→ **YOUR TASK**:
Could you reproduce all of the material below word for word, keeping every line as it stands?

+--

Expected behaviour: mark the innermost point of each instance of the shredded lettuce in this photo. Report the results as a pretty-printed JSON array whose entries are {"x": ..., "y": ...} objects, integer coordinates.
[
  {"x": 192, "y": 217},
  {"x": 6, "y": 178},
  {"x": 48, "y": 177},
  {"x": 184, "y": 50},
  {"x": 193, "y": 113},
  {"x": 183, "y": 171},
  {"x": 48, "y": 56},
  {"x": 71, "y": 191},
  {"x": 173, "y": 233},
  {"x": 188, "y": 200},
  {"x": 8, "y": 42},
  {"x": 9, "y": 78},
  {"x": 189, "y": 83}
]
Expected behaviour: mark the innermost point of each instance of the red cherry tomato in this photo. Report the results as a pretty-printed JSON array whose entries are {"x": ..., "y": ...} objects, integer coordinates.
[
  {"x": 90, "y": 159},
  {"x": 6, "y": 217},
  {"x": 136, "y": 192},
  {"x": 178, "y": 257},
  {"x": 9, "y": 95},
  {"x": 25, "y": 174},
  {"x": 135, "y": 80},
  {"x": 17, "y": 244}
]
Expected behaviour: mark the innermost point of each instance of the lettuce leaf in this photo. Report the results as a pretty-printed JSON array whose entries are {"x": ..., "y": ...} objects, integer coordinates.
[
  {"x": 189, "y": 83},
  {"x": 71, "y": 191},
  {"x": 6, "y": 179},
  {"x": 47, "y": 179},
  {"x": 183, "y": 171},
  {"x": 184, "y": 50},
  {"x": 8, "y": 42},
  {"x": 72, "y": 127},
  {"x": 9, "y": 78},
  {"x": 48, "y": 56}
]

+--

→ **TASK SOLUTION**:
Expected behaviour: mark the innermost point of each instance of the shredded lettuce in this photo. Report the results as a pretty-printed JSON array whose entries are {"x": ..., "y": ...} objects, integer coordinates.
[
  {"x": 192, "y": 217},
  {"x": 6, "y": 178},
  {"x": 48, "y": 177},
  {"x": 184, "y": 50},
  {"x": 193, "y": 113},
  {"x": 183, "y": 171},
  {"x": 48, "y": 56},
  {"x": 71, "y": 191},
  {"x": 173, "y": 233},
  {"x": 188, "y": 200},
  {"x": 8, "y": 42},
  {"x": 9, "y": 78},
  {"x": 189, "y": 83}
]
Expected behaviour: mark the innermost point of each instance of the red cherry tomato in this photo. Report the results as a pretty-printed JSON array whose entries are {"x": ..., "y": ...} objects, integer coordinates.
[
  {"x": 90, "y": 159},
  {"x": 6, "y": 217},
  {"x": 136, "y": 192},
  {"x": 178, "y": 257},
  {"x": 9, "y": 95},
  {"x": 25, "y": 174},
  {"x": 135, "y": 80},
  {"x": 17, "y": 244}
]
Expected behaviour: mark the innermost point of each instance of the lettuce leaf in this photo. Report the results as a pretty-printed JSON array whose entries are {"x": ..., "y": ...} objects, integer coordinates.
[
  {"x": 189, "y": 83},
  {"x": 71, "y": 191},
  {"x": 6, "y": 179},
  {"x": 47, "y": 179},
  {"x": 183, "y": 171},
  {"x": 184, "y": 50},
  {"x": 8, "y": 42},
  {"x": 72, "y": 127},
  {"x": 9, "y": 78},
  {"x": 48, "y": 56}
]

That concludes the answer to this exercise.